Source text =>
▬▬▬▬▬▬▬▬▬▬
State moves to save Mumias Sugar

Sugarcane farmers demonstrate on March 5, 2015 to demand the arrest of former Mumias Sugar managers. The protest turned violent later. PHOTO | ISAAC WALE |

What you need to know:

  • Government and shareholders to pump Sh5 billion into the miller.
  • Audit firm KPMG has been appointed to oversee the changes.

Up to 300 Mumias Sugar Company workers will be sent home as part of a Sh5 billion plan to revive the company.

Those to be sacked include top managers and half of the board of directors.

Kenya’s biggest sugar producer employs about 1,900 people but has been limping due to mismanagement.

In what could come as a relief to farmers and shareholders of the miller, the government agreed to release Sh1 billion with the balance being raised by shareholders.

Kenya National Federation of Farmers chief executive Francis Waswa welcomed the plan.

“It needed this kind of action from the government,” he told the Nation by phone.

Mr Waswa said the firm urgently requires good management to turn it around.

Deputy President William Ruto on Friday chaired a meeting that arrived at the strategy.

The meeting was attended by Treasury Principal Secretary Kamau Thuge, Mumias Board Chairman Dan Ameyo, chief executive Coutts Otolo and representatives of lenders.

“We have to take these measures so that farmers can be paid for their cane,” Mr Ruto said.

The deal will see a change in the entire top management.

Audit firm KPMG has been appointed to oversee the changes and to prepare the firm for a rights issue to raise Sh4 billion.
▬▬▬▬▬▬▬▬▬▬
Exercise tasks =>
1. Can you extract the passage from the Mumias Sugar article that opens with the words containing "State moves to" and closes with "oversee the changes."?
2. Could you copy every one of the rows below, line for line, without changing anything?
▬▬▬▬▬▬▬▬▬▬
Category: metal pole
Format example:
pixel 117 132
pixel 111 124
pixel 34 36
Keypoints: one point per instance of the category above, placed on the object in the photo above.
▬▬▬▬▬▬▬▬▬▬
Responses for each task =>
1.
State moves to save Mumias Sugar

Sugarcane farmers demonstrate on March 5, 2015 to demand the arrest of former Mumias Sugar managers. The protest turned violent later. PHOTO | ISAAC WALE |

What you need to know:

  • Government and shareholders to pump Sh5 billion into the miller.
  • Audit firm KPMG has been appointed to oversee the changes.

2.
Category: metal pole
Format example:
pixel 117 132
pixel 111 124
pixel 34 36
Keypoints: one point per instance of the category above, placed on the object in the photo above.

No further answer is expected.